More bad news for climate change and agriculture: A new study has found that the rate of climate change is likely to outpace the ability for key staple crops, like rice, corn, or wheat, to adapt.
Together, these crops account for almost half of the world’s calories, raising concerns that climate change could lead to nutritional shortages around the world.
Researchers from the University of Arizona looked at 236 species of grass — which included crops like wheat, maize, rice, and sorghum — and compared their ability to adapt to and successfully grow in changing environments with the forecasted climate conditions for 2070. If climatic shifts change the niche climate for crops — the particular environment in which that crop thrives — crops can survive by either moving to another location or evolving to thrive in the changed environment.
For grasses, however, the researchers found that in most instances, the grasses were not able to adapt to a different environment as quickly as the pace of climate change. In some instances, the climate change outpaced the grasses’ adaptation 20,000-fold.
Grasses also can’t move easily, because grasses don’t spread their seeds readily over long distances.
The study only looked at wild crops, not cultivated species used in conventional agriculture, but the researchers said that the results could easily apply to cultivated crops as well.
“The findings are similar across all the groups so they could be applied to wild species as well as to the cultivated ones,” John Wiens, co-author of the study and professor of ecology and evolutionary biology at the University of Arizona, told BBC News. “There is no way that cultivated species are somehow exempt from our findings.”
This is hardly the first study to find a connection between climate change and staple crops. A 2014 study found that 2 degrees Celsius of warming could seriously damage yields for crops like wheat, rice, and maize, if those species are unable to adapt to changing climate conditions — something that this study argues is unlikely. By the end of the century, the study argues, decreases in crop yields could be as high as 25 percent.
One way to help crops adapt to climate change is by exploring the genetic diversity of the crop contained in wild crop relatives, which are the species of cultivated crops that have not been domesticated for agriculture. But while those species often grow in more strenuous climatic conditions — thriving in areas that are warmer or drier than conventional crops — the University of Arizona study shows that wild crops are perhaps equally slow at adapting to shifting climate environments as their cultivated relatives. Moreover, a study released earlier this year warned that crucial crop wild relatives aren’t adequately protected in seed banks, which are supposed to protect crop biodiversity from calamitous events like floods, earthquakes, war, or climate change.

----------

Answer these questions from the article on climate change and staple crops:
1. What share of the world's calories do crops like rice, corn, and wheat together account for?
2. How many species of grass did the University of Arizona researchers look at?
3. In some instances, by how much did climate change outpace the grasses' adaptation?
The lines that come next have nothing to do with the text.

----------

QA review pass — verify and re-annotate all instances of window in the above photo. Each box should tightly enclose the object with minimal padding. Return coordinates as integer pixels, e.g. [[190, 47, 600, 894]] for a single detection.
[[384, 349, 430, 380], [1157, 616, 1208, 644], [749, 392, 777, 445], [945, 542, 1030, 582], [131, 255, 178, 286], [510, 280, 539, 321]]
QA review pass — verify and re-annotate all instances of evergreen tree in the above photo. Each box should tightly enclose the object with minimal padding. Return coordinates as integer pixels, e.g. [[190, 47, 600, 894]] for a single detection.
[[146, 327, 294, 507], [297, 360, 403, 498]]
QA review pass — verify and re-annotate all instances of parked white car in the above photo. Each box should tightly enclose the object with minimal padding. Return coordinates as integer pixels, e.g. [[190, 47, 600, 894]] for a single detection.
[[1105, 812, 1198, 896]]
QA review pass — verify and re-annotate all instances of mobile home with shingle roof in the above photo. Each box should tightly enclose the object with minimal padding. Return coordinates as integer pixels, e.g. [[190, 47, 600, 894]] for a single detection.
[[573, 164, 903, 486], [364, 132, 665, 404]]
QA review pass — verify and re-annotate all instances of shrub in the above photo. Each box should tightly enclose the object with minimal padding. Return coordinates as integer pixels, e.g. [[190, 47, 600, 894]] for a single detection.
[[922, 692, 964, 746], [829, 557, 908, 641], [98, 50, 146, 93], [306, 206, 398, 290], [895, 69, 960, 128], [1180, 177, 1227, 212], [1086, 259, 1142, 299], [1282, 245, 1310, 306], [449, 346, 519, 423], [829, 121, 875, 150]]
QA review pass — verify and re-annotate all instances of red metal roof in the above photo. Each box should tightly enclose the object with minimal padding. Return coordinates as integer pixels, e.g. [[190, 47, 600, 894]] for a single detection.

----------

TASK RESPONSE:
1. Almost half.
2. 236.
3. 20,000-fold.